*** Opening DOCUMENT TEXT ***
Veteran quarterback Baker Mayfield went from undesirable to undeniable pretty quickly after leaving the Carolina Panthers. His latest primetime heroics in Week 2 put the exclamation point on what fans have known all along.
Mayfield is a guy — one of the NFL's premier closers under center. And the Panthers' previous regime mismanaged him horribly.
The Panthers were struggling to find the correct answers at football's most important position. Releasing 2015 NFL MVP Cam Newton set off a chain of events that played a leading role in Carolina's rapid descent to rock bottom under David Tepper's ownership. Some would say the club is still trying to figure things out, although Bryce Young is not a lost cause just yet.
Baker Mayfield continues to make Carolina Panthers pay for their incompetence
Mayfield was acquired via trade from the Cleveland Browns after Sam Darnold couldn't meet the required standard. It brought fresh optimism among the team's long-suffering fan base, but the Panthers ended up splitting reps between the two at training camp despite the No. 1 pick's late arrival. This was organizational malpractice of the highest order — a microcosm of how disorganized and incompetent the previous head coach, Matt Rhule, was during his disastrous tenure.
The signal-caller struggled over the opening few games, and Rhule was mercifully fired. Steve Wilks came in as interim head coach and almost immediately reinstalled Darnold. Mayfield became surplus to requirements soon after, and his career has been on an upward trajectory ever since.
*** Closing DOCUMENT TEXT ***
*** Opening STUDY MATERIAL ***
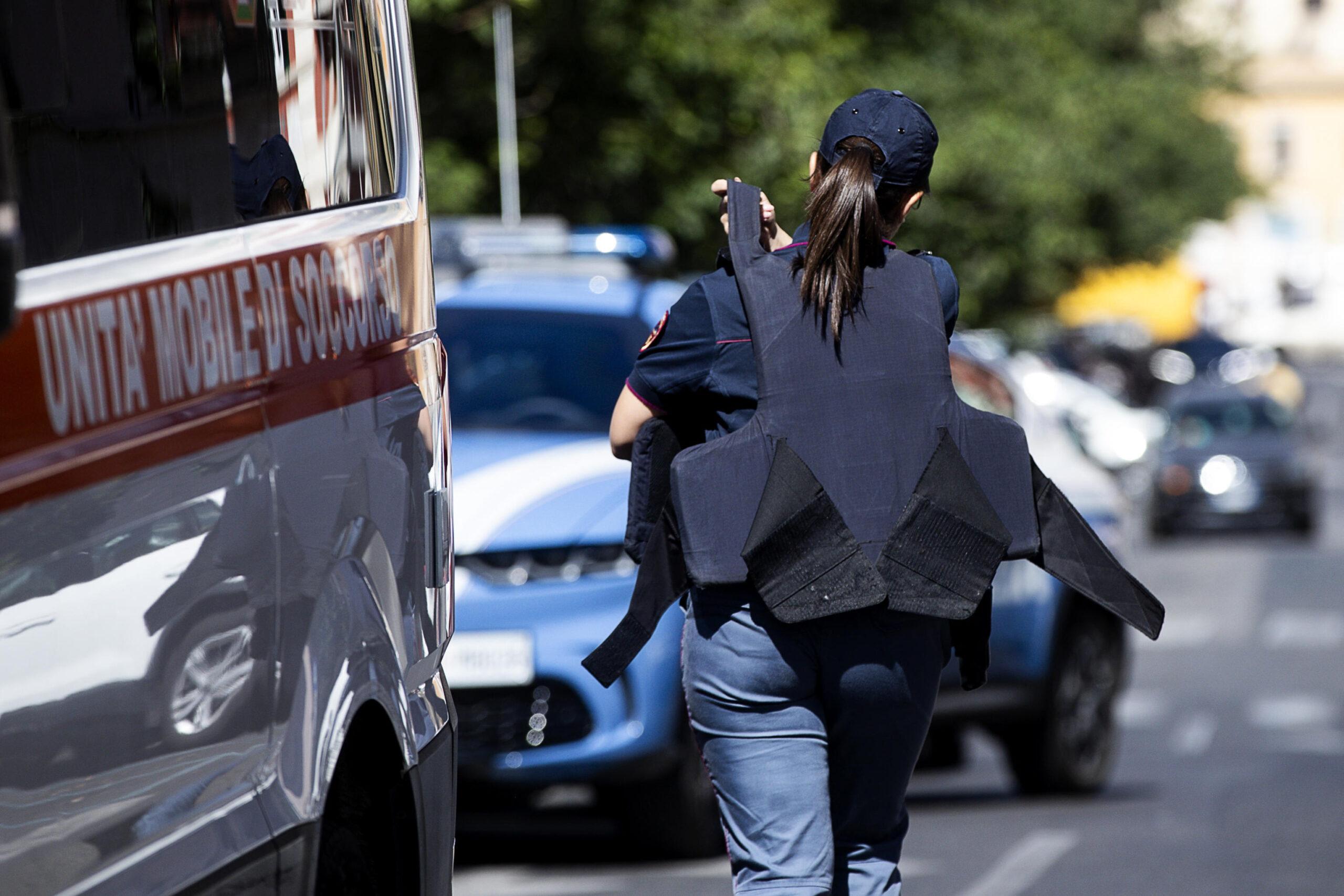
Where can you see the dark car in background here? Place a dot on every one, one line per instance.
(1230, 458)
(1058, 661)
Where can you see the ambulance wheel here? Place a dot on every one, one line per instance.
(1070, 747)
(674, 816)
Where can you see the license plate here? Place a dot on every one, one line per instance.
(490, 659)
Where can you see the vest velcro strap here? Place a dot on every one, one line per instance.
(944, 551)
(802, 558)
(937, 563)
(1073, 553)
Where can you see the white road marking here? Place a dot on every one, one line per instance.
(1184, 630)
(1321, 742)
(1304, 629)
(550, 882)
(620, 879)
(1025, 863)
(1294, 711)
(1140, 708)
(1194, 735)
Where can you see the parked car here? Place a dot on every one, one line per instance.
(1058, 662)
(1230, 458)
(224, 456)
(1109, 431)
(539, 338)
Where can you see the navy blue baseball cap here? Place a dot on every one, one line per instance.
(897, 124)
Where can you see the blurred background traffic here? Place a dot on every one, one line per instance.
(1144, 205)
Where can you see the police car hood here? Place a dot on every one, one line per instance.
(518, 489)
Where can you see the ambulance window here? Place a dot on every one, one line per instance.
(159, 119)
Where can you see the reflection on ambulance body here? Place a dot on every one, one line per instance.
(225, 537)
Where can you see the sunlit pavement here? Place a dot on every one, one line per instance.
(1230, 777)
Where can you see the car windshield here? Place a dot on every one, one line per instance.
(521, 370)
(1194, 425)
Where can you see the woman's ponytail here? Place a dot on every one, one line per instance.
(848, 224)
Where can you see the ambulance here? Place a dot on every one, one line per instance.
(225, 492)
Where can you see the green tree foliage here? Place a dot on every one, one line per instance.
(1070, 136)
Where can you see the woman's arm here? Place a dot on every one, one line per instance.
(631, 413)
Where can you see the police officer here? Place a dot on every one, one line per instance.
(811, 730)
(843, 512)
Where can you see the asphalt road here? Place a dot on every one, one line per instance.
(1230, 775)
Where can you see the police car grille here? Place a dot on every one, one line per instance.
(517, 719)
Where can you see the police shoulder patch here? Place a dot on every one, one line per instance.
(658, 332)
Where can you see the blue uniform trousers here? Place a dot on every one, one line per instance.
(811, 733)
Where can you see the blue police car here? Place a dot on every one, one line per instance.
(541, 327)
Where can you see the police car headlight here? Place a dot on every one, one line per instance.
(548, 565)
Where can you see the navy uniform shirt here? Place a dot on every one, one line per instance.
(698, 364)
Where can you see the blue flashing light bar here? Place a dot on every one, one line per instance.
(474, 242)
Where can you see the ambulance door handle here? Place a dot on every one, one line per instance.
(436, 537)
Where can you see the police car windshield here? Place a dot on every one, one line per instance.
(1195, 424)
(521, 370)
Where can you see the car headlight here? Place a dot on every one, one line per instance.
(1222, 473)
(563, 565)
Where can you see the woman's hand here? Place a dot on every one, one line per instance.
(772, 236)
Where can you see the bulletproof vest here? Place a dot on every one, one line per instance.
(862, 479)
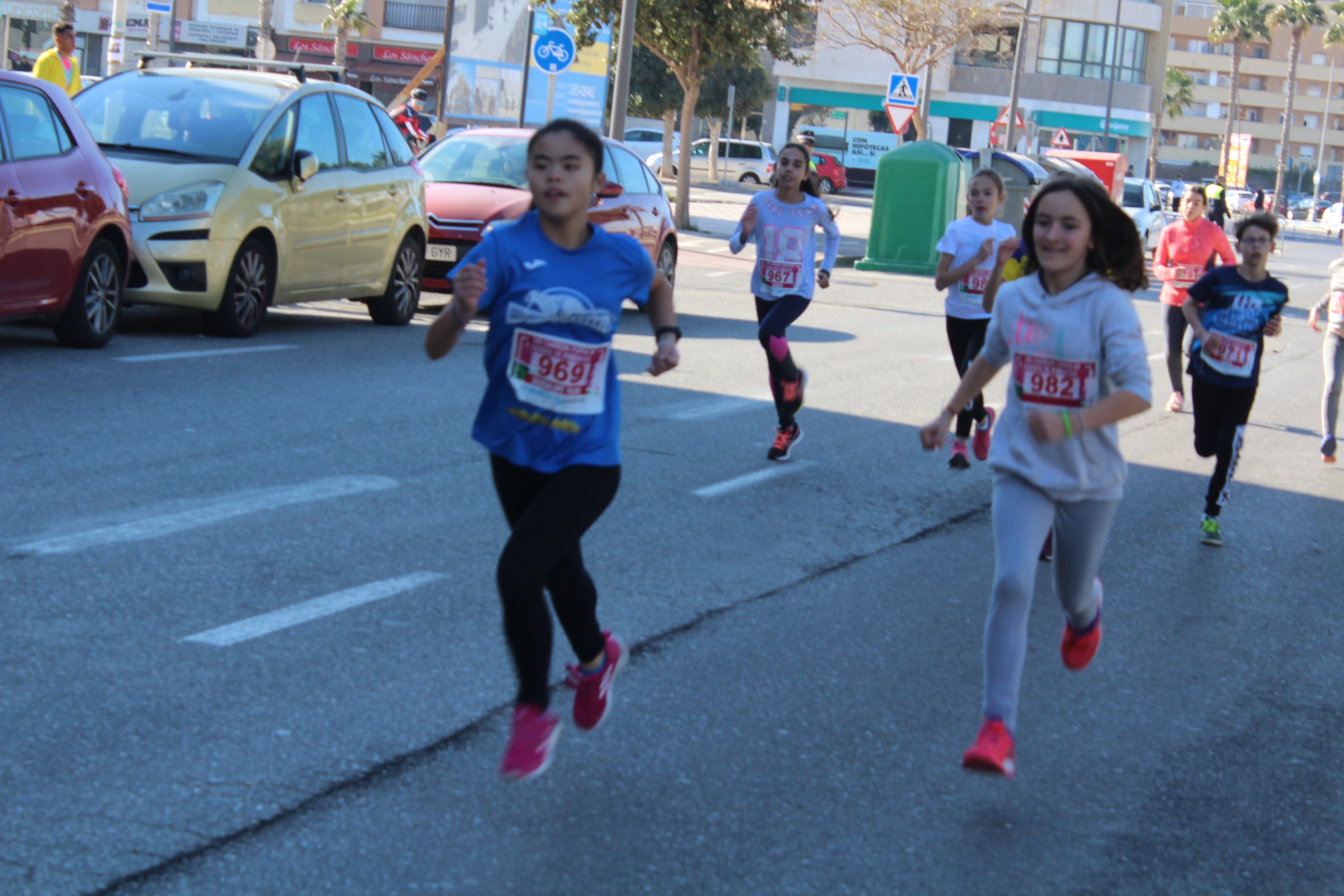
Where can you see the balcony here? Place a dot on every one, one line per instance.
(415, 17)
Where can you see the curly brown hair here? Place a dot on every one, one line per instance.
(1116, 250)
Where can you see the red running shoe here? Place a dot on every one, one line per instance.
(980, 441)
(593, 691)
(992, 750)
(1078, 648)
(536, 733)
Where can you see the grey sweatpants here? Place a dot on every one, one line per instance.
(1022, 518)
(1334, 358)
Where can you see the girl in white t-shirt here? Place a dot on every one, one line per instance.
(967, 260)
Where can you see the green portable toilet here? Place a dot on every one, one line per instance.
(920, 190)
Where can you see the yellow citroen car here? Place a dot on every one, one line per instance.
(250, 189)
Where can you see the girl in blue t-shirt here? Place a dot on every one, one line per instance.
(553, 287)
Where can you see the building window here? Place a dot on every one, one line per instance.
(1084, 49)
(988, 49)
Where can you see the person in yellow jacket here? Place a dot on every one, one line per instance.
(60, 65)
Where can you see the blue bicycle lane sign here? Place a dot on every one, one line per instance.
(554, 51)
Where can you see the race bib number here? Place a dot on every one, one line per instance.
(780, 277)
(975, 283)
(1049, 381)
(558, 374)
(1233, 357)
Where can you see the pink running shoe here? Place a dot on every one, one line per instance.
(593, 691)
(980, 441)
(536, 733)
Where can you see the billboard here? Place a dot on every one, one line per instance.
(491, 39)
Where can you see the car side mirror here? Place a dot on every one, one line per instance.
(306, 166)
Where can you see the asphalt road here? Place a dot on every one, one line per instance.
(807, 668)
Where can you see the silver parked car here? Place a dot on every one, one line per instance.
(749, 162)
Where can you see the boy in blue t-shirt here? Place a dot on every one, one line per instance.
(1232, 311)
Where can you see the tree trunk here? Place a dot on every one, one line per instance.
(716, 130)
(1155, 140)
(1232, 105)
(1296, 47)
(668, 124)
(683, 166)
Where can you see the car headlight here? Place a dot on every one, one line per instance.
(189, 201)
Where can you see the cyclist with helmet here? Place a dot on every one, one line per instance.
(406, 117)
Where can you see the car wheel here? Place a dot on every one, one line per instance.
(398, 304)
(91, 317)
(248, 292)
(667, 262)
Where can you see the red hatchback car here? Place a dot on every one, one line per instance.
(64, 226)
(478, 179)
(831, 174)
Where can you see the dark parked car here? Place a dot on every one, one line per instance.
(478, 179)
(64, 230)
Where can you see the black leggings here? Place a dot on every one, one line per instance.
(775, 317)
(1174, 328)
(549, 514)
(967, 338)
(1221, 414)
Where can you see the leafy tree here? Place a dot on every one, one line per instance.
(1178, 93)
(693, 35)
(345, 17)
(1299, 17)
(753, 88)
(1238, 22)
(913, 33)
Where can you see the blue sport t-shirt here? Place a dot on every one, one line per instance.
(553, 398)
(1237, 310)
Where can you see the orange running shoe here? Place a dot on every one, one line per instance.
(992, 750)
(1078, 648)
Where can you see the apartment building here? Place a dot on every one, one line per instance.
(1066, 79)
(1191, 142)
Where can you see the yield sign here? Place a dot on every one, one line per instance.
(900, 116)
(1002, 121)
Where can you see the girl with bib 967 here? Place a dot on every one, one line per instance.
(1076, 347)
(783, 225)
(553, 287)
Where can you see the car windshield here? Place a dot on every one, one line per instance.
(476, 159)
(206, 119)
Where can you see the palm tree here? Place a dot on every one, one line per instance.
(345, 17)
(1238, 23)
(1178, 93)
(1297, 17)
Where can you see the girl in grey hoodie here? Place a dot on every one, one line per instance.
(1080, 366)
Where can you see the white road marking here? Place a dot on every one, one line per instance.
(174, 357)
(701, 409)
(751, 479)
(310, 610)
(241, 504)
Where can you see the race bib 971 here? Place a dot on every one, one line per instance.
(558, 374)
(1055, 383)
(1233, 357)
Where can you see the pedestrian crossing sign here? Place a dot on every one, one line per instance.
(904, 91)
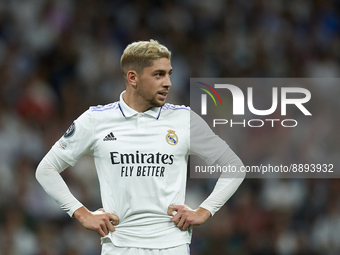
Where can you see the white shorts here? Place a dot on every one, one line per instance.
(109, 248)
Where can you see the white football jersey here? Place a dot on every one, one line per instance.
(141, 161)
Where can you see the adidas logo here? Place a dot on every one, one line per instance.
(110, 137)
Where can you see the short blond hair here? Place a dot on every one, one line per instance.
(139, 55)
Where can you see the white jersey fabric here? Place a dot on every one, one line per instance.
(141, 161)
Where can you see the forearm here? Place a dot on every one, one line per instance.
(48, 175)
(226, 185)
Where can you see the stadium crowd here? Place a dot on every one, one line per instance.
(57, 58)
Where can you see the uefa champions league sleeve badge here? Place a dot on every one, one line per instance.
(171, 138)
(70, 131)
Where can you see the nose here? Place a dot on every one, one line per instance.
(167, 81)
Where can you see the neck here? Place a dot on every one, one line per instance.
(135, 102)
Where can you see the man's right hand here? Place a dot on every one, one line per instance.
(99, 221)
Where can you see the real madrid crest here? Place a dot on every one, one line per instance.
(171, 137)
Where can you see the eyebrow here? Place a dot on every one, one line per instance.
(162, 71)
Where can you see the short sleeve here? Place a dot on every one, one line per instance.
(204, 142)
(77, 140)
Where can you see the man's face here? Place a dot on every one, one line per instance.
(154, 83)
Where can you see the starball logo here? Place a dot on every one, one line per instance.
(238, 99)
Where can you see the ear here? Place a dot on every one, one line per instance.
(132, 78)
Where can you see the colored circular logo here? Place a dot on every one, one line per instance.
(171, 137)
(70, 131)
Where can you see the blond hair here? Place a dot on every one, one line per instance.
(139, 55)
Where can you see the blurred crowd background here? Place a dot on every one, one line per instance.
(59, 57)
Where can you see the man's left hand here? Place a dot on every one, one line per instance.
(185, 216)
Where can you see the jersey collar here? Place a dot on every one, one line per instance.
(129, 112)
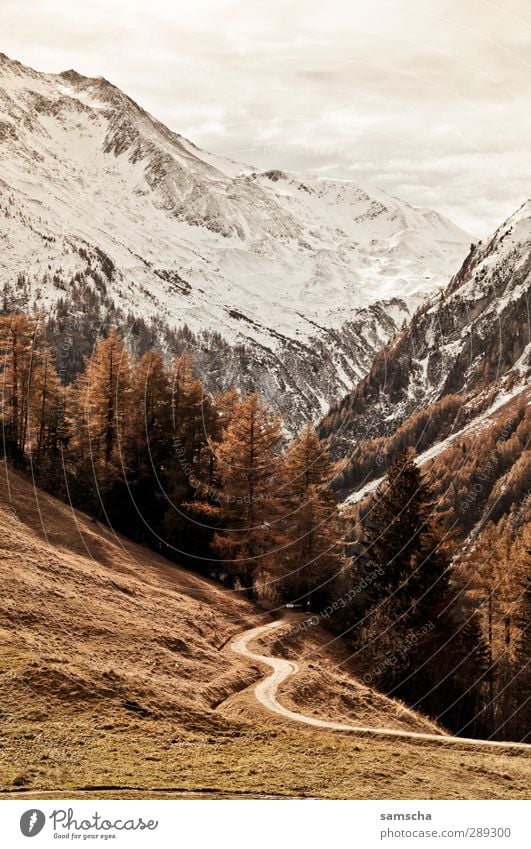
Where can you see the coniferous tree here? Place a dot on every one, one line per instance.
(249, 506)
(311, 559)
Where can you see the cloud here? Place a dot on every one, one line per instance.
(430, 101)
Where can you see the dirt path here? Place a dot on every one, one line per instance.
(266, 693)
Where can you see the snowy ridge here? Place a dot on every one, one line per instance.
(288, 263)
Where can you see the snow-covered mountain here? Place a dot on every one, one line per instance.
(311, 275)
(461, 358)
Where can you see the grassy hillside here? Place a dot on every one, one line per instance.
(117, 678)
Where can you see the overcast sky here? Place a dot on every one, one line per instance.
(428, 99)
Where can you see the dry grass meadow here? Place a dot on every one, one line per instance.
(117, 680)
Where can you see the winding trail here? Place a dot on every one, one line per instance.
(266, 693)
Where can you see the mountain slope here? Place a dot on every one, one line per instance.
(312, 275)
(117, 678)
(461, 351)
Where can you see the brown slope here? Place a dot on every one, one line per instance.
(115, 673)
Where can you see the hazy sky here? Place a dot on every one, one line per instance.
(429, 99)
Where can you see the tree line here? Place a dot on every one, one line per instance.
(213, 482)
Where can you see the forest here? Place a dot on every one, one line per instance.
(213, 482)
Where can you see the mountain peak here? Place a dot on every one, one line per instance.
(282, 263)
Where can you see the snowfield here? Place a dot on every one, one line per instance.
(280, 262)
*** Closing STUDY MATERIAL ***
• **BRIEF 1**
Please answer these questions about the Baker Mayfield article:
(a) Which player's release set off the chain of events that led to Carolina's descent?
(b) Which team traded Mayfield to the Panthers?
(c) Who became interim head coach after Rhule was fired?
• **BRIEF 2**
Write the next paragraph of the Baker Mayfield article, picking up right after its final sentence.

• **WRITTEN ANSWER 1**
(a) Cam Newton, the 2015 NFL MVP
(b) The Cleveland Browns
(c) Steve Wilks

• **WRITTEN ANSWER 2**
Carolina's division rival, the Tampa Bay Buccaneers, is benefiting greatly from the Panthers' useless strategy. Mayfield is their franchise player, and his rousing effort to snatch victory from the Houston Texans' grasp on Monday Night Football only lent further weight to these claims.
Mayfield was flawless down the stretch. He made things happen, was composed and decisive in equal measure, and always came through in big moments. The Buccaneers are now 2-0 with a tight grip on NFC South supremacy. The Panthers are 0-2 and staring down another losing campaign after their dramatic loss to the Arizona Cardinals.
This was a toxic environment, so Mayfield never stood a chance. Coaches and front-office personnel were more concerned with preserving their jobs than with doing the right thing. The Panthers made the Oklahoma product look like a down-and-out, washed-up quarterback no longer capable of being an NFL starter. And that just wasn't the case.
The worst part? Mayfield is going to make the Panthers pay for their lack of conviction for a good while yet.